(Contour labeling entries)

━━━━━━━━━━━━━━━━

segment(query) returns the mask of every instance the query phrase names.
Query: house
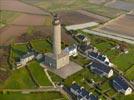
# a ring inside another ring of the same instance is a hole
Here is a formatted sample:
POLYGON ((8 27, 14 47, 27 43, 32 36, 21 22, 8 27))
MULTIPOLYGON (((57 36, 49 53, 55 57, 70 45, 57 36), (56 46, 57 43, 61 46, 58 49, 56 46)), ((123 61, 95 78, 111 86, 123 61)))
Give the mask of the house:
POLYGON ((27 52, 27 54, 23 55, 20 58, 19 62, 16 62, 16 65, 17 66, 24 66, 24 65, 26 65, 27 62, 33 60, 34 58, 35 58, 34 52, 27 52))
POLYGON ((78 55, 77 45, 76 44, 74 44, 74 45, 72 45, 70 47, 66 47, 64 49, 64 51, 67 52, 67 53, 69 53, 69 56, 75 57, 75 56, 78 55))
POLYGON ((72 84, 70 91, 77 97, 77 100, 98 100, 96 96, 94 96, 92 93, 89 93, 76 83, 72 84))
POLYGON ((99 74, 100 76, 105 76, 107 78, 110 78, 113 76, 113 70, 111 67, 108 67, 102 63, 93 62, 89 65, 92 72, 99 74))
POLYGON ((90 43, 82 43, 79 45, 78 50, 86 55, 88 55, 88 52, 96 50, 93 46, 90 45, 90 43))
POLYGON ((108 65, 109 67, 112 67, 113 64, 109 61, 108 57, 106 55, 102 55, 98 52, 88 52, 88 56, 93 59, 93 60, 97 60, 100 63, 103 63, 105 65, 108 65))
POLYGON ((132 88, 129 87, 128 83, 122 76, 117 76, 112 81, 113 87, 124 95, 129 95, 132 93, 132 88))
POLYGON ((83 34, 77 34, 75 37, 79 42, 87 42, 88 40, 87 37, 83 34))

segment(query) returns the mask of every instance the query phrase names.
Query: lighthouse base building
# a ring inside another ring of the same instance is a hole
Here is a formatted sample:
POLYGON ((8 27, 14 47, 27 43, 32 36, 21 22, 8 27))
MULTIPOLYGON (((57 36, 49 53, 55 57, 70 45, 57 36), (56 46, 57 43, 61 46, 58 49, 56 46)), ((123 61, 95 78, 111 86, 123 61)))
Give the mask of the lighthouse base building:
POLYGON ((60 69, 69 64, 69 54, 64 51, 57 57, 52 53, 45 54, 45 64, 50 68, 60 69))

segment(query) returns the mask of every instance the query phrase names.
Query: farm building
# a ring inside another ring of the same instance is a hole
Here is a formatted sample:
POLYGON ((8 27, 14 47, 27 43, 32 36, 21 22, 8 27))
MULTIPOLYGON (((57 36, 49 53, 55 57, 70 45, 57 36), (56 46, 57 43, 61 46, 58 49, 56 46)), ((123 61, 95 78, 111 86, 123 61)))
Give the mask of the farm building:
POLYGON ((69 53, 69 56, 75 57, 75 56, 78 55, 77 45, 75 45, 75 44, 72 45, 72 46, 70 46, 70 47, 66 47, 66 48, 64 49, 64 51, 67 52, 67 53, 69 53))
POLYGON ((96 96, 92 93, 86 91, 83 87, 80 87, 76 83, 72 84, 70 87, 70 91, 72 94, 77 96, 77 100, 98 100, 96 96))
POLYGON ((87 42, 88 40, 85 35, 79 33, 75 37, 79 42, 87 42))
POLYGON ((112 81, 113 87, 124 95, 129 95, 132 93, 131 87, 127 84, 126 80, 122 76, 117 76, 112 81))
POLYGON ((23 55, 20 58, 20 61, 19 62, 16 62, 16 65, 17 66, 24 66, 24 65, 26 65, 27 62, 29 62, 32 59, 34 59, 34 57, 35 57, 34 52, 27 52, 27 54, 23 55))
POLYGON ((100 54, 98 52, 88 52, 88 56, 91 59, 97 60, 100 63, 108 65, 109 67, 113 66, 113 64, 109 61, 109 59, 108 59, 108 57, 106 55, 102 55, 102 54, 100 54))
POLYGON ((91 71, 93 71, 95 74, 99 74, 100 76, 105 76, 107 78, 110 78, 113 76, 113 70, 111 67, 106 66, 102 63, 93 62, 89 65, 91 71))

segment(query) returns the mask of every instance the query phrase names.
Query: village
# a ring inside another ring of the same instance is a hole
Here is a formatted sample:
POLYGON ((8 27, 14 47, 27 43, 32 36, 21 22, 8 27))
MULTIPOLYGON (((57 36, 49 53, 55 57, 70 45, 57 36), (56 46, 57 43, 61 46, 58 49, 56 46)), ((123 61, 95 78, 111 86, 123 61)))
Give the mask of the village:
MULTIPOLYGON (((111 6, 107 2, 105 6, 111 6)), ((2 9, 5 9, 4 6, 2 9)), ((27 14, 34 12, 29 11, 27 14)), ((0 68, 2 72, 10 72, 8 77, 2 75, 3 80, 4 77, 7 79, 0 83, 0 98, 23 99, 25 95, 33 100, 133 100, 133 34, 130 32, 132 29, 122 28, 128 19, 132 21, 133 11, 121 11, 117 18, 92 13, 87 15, 88 11, 83 9, 47 12, 50 15, 45 17, 40 7, 37 12, 40 18, 35 14, 30 15, 34 17, 29 20, 30 24, 35 24, 37 19, 38 25, 28 25, 28 20, 17 25, 19 21, 16 21, 12 24, 15 27, 29 28, 16 39, 10 34, 12 42, 8 46, 10 39, 7 39, 8 42, 3 38, 0 41, 1 48, 5 50, 2 53, 8 55, 6 62, 10 66, 10 71, 0 68), (40 25, 41 17, 45 19, 45 25, 40 25), (122 24, 117 25, 116 22, 122 24)), ((6 35, 3 37, 6 38, 6 35)), ((2 63, 2 66, 5 64, 2 63)))

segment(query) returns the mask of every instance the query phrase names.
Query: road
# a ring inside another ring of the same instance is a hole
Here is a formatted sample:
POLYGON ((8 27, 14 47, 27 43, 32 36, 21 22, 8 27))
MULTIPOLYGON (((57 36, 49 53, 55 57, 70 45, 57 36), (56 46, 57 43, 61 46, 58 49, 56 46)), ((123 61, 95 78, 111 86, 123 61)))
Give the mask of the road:
POLYGON ((111 39, 115 39, 115 40, 119 40, 119 41, 124 41, 127 42, 129 44, 134 44, 134 38, 133 37, 129 37, 129 36, 125 36, 125 35, 119 35, 116 33, 102 33, 102 32, 97 32, 97 31, 92 31, 92 30, 88 30, 88 29, 83 29, 83 32, 89 33, 89 34, 93 34, 93 35, 98 35, 98 36, 102 36, 102 37, 107 37, 107 38, 111 38, 111 39))

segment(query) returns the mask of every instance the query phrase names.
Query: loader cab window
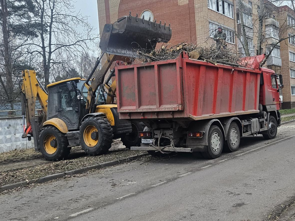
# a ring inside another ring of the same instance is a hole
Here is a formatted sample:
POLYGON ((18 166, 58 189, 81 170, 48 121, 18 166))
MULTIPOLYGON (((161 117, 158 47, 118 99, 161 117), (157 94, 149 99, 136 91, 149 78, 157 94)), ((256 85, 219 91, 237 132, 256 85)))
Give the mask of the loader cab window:
POLYGON ((57 90, 57 87, 51 87, 48 88, 48 119, 57 116, 58 109, 58 99, 57 90))
POLYGON ((66 84, 60 85, 58 97, 60 116, 69 122, 69 124, 77 124, 79 121, 79 100, 76 90, 69 91, 66 84))
POLYGON ((271 87, 273 88, 277 89, 277 76, 275 74, 273 74, 270 76, 271 80, 271 87))

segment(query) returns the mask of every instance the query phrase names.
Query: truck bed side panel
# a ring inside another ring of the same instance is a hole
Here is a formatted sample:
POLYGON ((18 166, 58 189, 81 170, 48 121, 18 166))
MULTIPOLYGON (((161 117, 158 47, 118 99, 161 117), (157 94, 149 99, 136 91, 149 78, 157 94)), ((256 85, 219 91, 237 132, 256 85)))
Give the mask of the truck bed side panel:
POLYGON ((261 71, 183 56, 116 67, 120 117, 198 120, 259 112, 261 71))

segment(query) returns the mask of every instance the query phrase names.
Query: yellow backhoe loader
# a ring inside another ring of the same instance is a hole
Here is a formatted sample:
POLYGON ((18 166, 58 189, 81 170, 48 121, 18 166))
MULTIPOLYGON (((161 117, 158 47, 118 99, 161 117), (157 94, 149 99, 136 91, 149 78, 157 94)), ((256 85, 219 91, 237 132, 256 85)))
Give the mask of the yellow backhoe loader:
POLYGON ((113 139, 120 137, 126 147, 140 144, 137 132, 142 130, 142 125, 119 119, 116 82, 108 83, 114 70, 104 83, 104 77, 115 61, 127 62, 129 58, 137 56, 137 49, 148 52, 155 48, 157 42, 168 41, 171 35, 170 26, 129 13, 113 24, 105 25, 100 45, 103 52, 86 80, 75 78, 50 84, 47 86, 47 94, 35 71, 24 70, 21 89, 23 138, 30 140, 33 137, 35 150, 49 161, 65 158, 71 147, 80 145, 90 155, 101 154, 111 147, 113 139), (95 74, 105 53, 107 60, 95 74), (43 111, 37 116, 37 99, 43 111))

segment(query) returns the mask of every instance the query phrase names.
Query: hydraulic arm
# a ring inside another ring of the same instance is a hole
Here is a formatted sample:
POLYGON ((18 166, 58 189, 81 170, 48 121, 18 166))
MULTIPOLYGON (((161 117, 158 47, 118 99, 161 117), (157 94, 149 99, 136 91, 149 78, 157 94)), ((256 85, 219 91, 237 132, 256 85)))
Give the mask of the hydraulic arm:
MULTIPOLYGON (((44 88, 36 77, 34 71, 26 70, 22 71, 22 85, 21 91, 22 114, 22 115, 24 132, 22 137, 38 138, 39 131, 47 115, 48 96, 44 88), (43 114, 35 116, 36 99, 39 101, 43 114), (26 119, 26 127, 25 126, 25 116, 26 119)), ((38 139, 34 139, 35 150, 39 146, 38 139)))

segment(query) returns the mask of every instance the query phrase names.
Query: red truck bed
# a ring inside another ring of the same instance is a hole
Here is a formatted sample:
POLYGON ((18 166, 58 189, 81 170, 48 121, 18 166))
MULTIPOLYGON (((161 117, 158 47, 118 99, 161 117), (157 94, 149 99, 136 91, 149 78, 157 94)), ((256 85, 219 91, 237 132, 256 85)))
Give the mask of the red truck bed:
POLYGON ((115 67, 121 119, 199 120, 258 113, 261 71, 191 59, 115 67))

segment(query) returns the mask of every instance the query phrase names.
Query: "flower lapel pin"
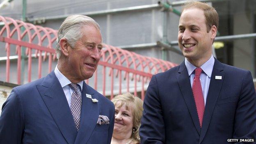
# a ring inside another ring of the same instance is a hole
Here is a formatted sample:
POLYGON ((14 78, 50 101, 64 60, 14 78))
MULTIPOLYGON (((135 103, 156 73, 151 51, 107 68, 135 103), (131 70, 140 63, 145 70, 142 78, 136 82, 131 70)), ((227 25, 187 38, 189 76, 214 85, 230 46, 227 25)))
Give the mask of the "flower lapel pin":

━━━━━━━━━━━━━━━━

Reproduce the items above verbatim, from the start of the items through the line containing "POLYGON ((60 69, 69", inclusive, and leave the pictures out of your answer.

■ **RESULT FOR THIS TASK**:
segment(query) returns the mask of every instance the query phrase names.
Query: house
# a ring inside another ring of the same instance is a hole
Here is a formatted sample:
POLYGON ((8 27, 14 47, 27 43, 32 36, 21 22, 8 27))
MULTIPOLYGON (((57 36, 49 53, 55 57, 70 45, 57 36), (56 46, 57 43, 61 46, 58 49, 56 46)), ((123 61, 95 78, 111 86, 123 61)))
Give the mask of the house:
POLYGON ((27 52, 27 54, 23 55, 20 58, 19 62, 16 62, 16 65, 17 66, 24 66, 24 65, 26 65, 27 62, 33 60, 34 58, 35 58, 34 52, 27 52))
POLYGON ((78 55, 77 45, 76 44, 74 44, 74 45, 72 45, 70 47, 66 47, 64 49, 64 51, 67 52, 67 53, 69 53, 69 56, 75 57, 75 56, 78 55))
POLYGON ((72 84, 70 91, 77 97, 77 100, 98 100, 96 96, 94 96, 92 93, 89 93, 76 83, 72 84))
POLYGON ((99 74, 100 76, 105 76, 107 78, 110 78, 113 76, 113 70, 111 67, 108 67, 102 63, 93 62, 89 65, 92 72, 99 74))
POLYGON ((90 43, 82 43, 79 45, 78 50, 86 55, 88 55, 88 52, 96 50, 93 46, 90 45, 90 43))
POLYGON ((108 65, 109 67, 112 67, 113 64, 109 61, 108 57, 106 55, 102 55, 98 52, 88 52, 88 56, 93 59, 93 60, 97 60, 100 63, 103 63, 105 65, 108 65))
POLYGON ((132 88, 129 87, 128 83, 122 76, 117 76, 112 81, 113 87, 124 95, 129 95, 132 93, 132 88))
POLYGON ((83 34, 77 34, 75 37, 79 42, 87 42, 88 40, 87 37, 83 34))

segment(query) returns the mask of every instance the query phrase names.
Query: lighthouse base building
# a ring inside another ring of the same instance is a hole
Here is a formatted sample:
POLYGON ((8 27, 14 47, 27 43, 32 36, 21 22, 8 27))
MULTIPOLYGON (((57 36, 49 53, 55 57, 70 45, 57 36), (56 46, 57 43, 61 46, 58 49, 56 46)), ((123 61, 95 78, 111 86, 123 61)))
Give the mask of the lighthouse base building:
POLYGON ((60 69, 69 64, 69 54, 64 51, 57 57, 52 53, 45 54, 45 64, 50 68, 60 69))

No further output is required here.